====== GIVEN TEXT

Personalized psychotherapy: clinical and statistical approaches

The previously discussed results warrant a paradigm shift that is necessary in to show that the outcomes of psychotherapy can be improved. Several meta-analyses have determined the average treatment effect of psychotherapy. Based on these average treatment effects, guidelines^11,12 might provide clinicians with useful information on the selection of a general treatment strategy for a given diagnosis. However, treatment effects of psychotherapy are heterogenous¹³ and individuals differ in their response to the available options. Thus, the development of methods to answer the question of which of the available treatment options will show the greatest effect in an individual is an important step toward improved outcomes.

============

### TASK INSTRUCTIONS
1. Rewrite the stretch of the personalized psychotherapy passage from "The previously discussed" through "toward improved outcomes.", replacing "clinicians" with "therapists".
2. Please answer these questions from the personalized psychotherapy passage:
(a) What have several meta-analyses determined?
(b) In what do individuals differ, according to the passage?
(c) What might guidelines provide clinicians with?
3. Carry the personalized psychotherapy passage forward from its final sentence.
The lines after this text have no role in this exercise.

====== GIVEN ENTRIES

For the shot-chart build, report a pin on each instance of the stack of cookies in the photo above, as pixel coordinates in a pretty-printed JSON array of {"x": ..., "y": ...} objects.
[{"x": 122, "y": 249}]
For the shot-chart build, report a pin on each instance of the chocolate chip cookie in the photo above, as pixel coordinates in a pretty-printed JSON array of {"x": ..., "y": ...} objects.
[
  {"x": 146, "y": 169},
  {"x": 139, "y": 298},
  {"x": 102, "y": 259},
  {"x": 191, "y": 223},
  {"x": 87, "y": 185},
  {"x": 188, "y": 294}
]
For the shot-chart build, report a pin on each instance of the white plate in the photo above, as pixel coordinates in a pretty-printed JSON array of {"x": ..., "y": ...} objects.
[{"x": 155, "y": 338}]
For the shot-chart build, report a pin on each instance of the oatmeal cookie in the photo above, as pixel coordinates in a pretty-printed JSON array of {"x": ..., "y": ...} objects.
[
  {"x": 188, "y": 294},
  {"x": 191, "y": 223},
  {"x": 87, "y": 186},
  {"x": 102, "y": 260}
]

============

### ANSWER LIST
1.
The previously discussed results warrant a paradigm shift that is necessary in to show that the outcomes of psychotherapy can be improved. Several meta-analyses have determined the average treatment effect of psychotherapy. Based on these average treatment effects, guidelines^11,12 might provide therapists with useful information on the selection of a general treatment strategy for a given diagnosis. However, treatment effects of psychotherapy are heterogenous¹³ and individuals differ in their response to the available options. Thus, the development of methods to answer the question of which of the available treatment options will show the greatest effect in an individual is an important step toward improved outcomes.

2.
(a) The average treatment effect of psychotherapy.
(b) In their response to the available options.
(c) Useful information on the selection of a general treatment strategy for a given diagnosis.

3.
As Cohen et al.¹⁴ summarize, personalization can be achieved by several strategies that vary in their level of structure. The least structured, but probably most common approach is idiosyncratic (or “clinical”¹⁵) decision-making. Here, therapists base their decisions about treatment on experience, intuition and personal judgment. Clinicians, including psychotherapists, acknowledge the complexity of mental disorders that goes beyond diagnostic categories and, thus, rarely base their treatment plan on a diagnosis alone.¹⁶ Thus, idiosyncratic decision-making often is the only option. The possible sources of bias in this mode of decision making have been discussed for decades.¹⁷ A more structured approach to decision-making is the usage of statistical models for predicting outcomes of interest. Compared to its clinical counterpart, statistical decision-making has several advantages in terms of accuracy,¹⁸ transparency and reproducibility.¹⁴ Research on personalized psychotherapy makes it its mission to find out whether it is possible to determine the best treatment alternative for each patient.¹⁹

At the level of selecting different treatment packages (such as cognitive behavioral therapy, psychodynamic therapy, or antidepressant medication), various statistical algorithms have been developed in recent years.^20–23 While many of their results are promising, the treatment package selection approach has limitations. A review by Lorenzo-Luaces et al.²⁴ concluded that sample sizes of the development studies were too small and few of these algorithms have been validated in independent studies. Addressing these methodological issues would mean conducting even larger studies of the effects of different therapeutic techniques that include the largest possible number of robust predictors of treatment success.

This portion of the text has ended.